TASK GOAL: The data below is to be copied exactly, line by line.

Stored data:
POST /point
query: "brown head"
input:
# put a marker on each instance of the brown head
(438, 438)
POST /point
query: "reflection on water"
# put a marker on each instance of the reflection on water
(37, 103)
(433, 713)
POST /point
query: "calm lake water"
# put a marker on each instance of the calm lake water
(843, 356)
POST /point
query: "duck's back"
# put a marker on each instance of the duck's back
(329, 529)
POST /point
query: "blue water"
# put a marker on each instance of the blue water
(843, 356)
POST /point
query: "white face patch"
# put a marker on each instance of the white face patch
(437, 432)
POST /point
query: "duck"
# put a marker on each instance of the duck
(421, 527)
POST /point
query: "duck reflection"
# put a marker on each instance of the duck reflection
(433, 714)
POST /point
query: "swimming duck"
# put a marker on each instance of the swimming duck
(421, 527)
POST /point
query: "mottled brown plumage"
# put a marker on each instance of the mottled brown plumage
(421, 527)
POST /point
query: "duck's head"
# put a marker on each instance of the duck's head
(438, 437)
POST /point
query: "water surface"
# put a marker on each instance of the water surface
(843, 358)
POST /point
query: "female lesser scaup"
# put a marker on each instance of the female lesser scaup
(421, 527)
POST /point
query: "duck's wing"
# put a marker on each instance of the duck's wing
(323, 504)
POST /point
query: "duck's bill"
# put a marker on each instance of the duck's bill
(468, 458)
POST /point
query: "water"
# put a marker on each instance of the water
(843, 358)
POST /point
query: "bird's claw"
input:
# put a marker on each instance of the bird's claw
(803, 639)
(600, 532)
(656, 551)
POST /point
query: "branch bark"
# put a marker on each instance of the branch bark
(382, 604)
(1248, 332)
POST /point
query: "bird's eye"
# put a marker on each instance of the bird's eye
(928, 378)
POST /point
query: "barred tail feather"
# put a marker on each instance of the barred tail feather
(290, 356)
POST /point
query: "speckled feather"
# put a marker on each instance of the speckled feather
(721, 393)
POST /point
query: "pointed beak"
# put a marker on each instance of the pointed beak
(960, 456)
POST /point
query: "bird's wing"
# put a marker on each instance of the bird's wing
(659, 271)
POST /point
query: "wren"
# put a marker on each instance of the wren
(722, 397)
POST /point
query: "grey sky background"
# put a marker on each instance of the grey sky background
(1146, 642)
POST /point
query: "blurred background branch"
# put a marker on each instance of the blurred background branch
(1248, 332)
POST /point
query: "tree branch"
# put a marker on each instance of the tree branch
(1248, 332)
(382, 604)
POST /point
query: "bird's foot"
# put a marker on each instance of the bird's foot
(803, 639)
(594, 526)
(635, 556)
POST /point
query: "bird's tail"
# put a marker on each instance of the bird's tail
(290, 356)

SOLUTION FOR THIS PROBLEM:
POST /point
query: "brown head"
input:
# put a marker on each instance of the brown head
(438, 438)
POST /point
query: "reflection on water"
# put a marker on each instance of the reflection on water
(37, 103)
(433, 713)
POST /point
query: "calm lake water"
# put a marker on each instance of the calm lake water
(843, 356)
POST /point
query: "duck's back"
# put a marker on each instance of the duck's back
(329, 529)
POST /point
query: "blue water"
# put a marker on each instance of the blue water
(843, 356)
POST /point
query: "white face patch"
# put a marker on each instance of the white face patch
(437, 432)
POST /point
query: "duck"
# put a marker on each instance of the duck
(421, 527)
POST /point
query: "duck reflection"
# put a marker on each instance of the duck reflection
(433, 714)
POST /point
query: "swimming duck"
# put a marker on each instance of the swimming duck
(421, 527)
POST /point
query: "mottled brown plumage"
# put a marker on each instance of the mottled brown plumage
(421, 527)
POST /point
query: "duck's head"
# put a marker on each instance of the duck's head
(438, 437)
POST /point
query: "water surface"
# put a marker on each instance of the water surface
(843, 358)
POST /point
query: "female lesser scaup"
# put a marker on each instance of the female lesser scaup
(421, 527)
POST /point
query: "duck's wing"
# put a marker on each instance of the duck's wing
(323, 504)
POST /point
query: "duck's bill"
# put a marker on each instance of the duck's bill
(468, 458)
POST /point
query: "water"
# put a marker on each instance of the water
(843, 358)
POST /point
query: "bird's claw"
input:
# put a marker on each instance of the bird's claw
(803, 639)
(600, 532)
(656, 551)
POST /point
query: "branch bark"
# put a marker on each instance of the branch bark
(382, 604)
(1248, 332)
POST /point
query: "bird's eye"
# put a marker on each instance of the bird's eye
(928, 378)
POST /point
query: "barred tail feather"
# put a marker on each instance of the barred tail feather
(290, 356)
POST /point
query: "speckled feather"
# put a marker on each instance of the speckled feather
(721, 393)
POST /point
query: "pointed beak"
# put a marker on each instance of the pointed beak
(960, 456)
POST /point
query: "bird's wing"
# put a marker on each instance of the bird's wing
(659, 271)
POST /point
query: "wren"
# put a marker on each instance of the wren
(722, 397)
POST /point
query: "grey sky background"
# put a marker on each instance of the grey sky background
(1146, 642)
POST /point
query: "blurred background branch"
# put a marker on each instance of the blurred background branch
(1248, 332)
POST /point
query: "tree branch"
# put a marker on each instance of the tree branch
(1248, 332)
(382, 604)
POST /point
query: "bird's foot"
# put a marker on each instance of the bird's foot
(803, 639)
(594, 526)
(635, 556)
POST /point
query: "bird's tail"
# put a marker on each instance of the bird's tail
(290, 356)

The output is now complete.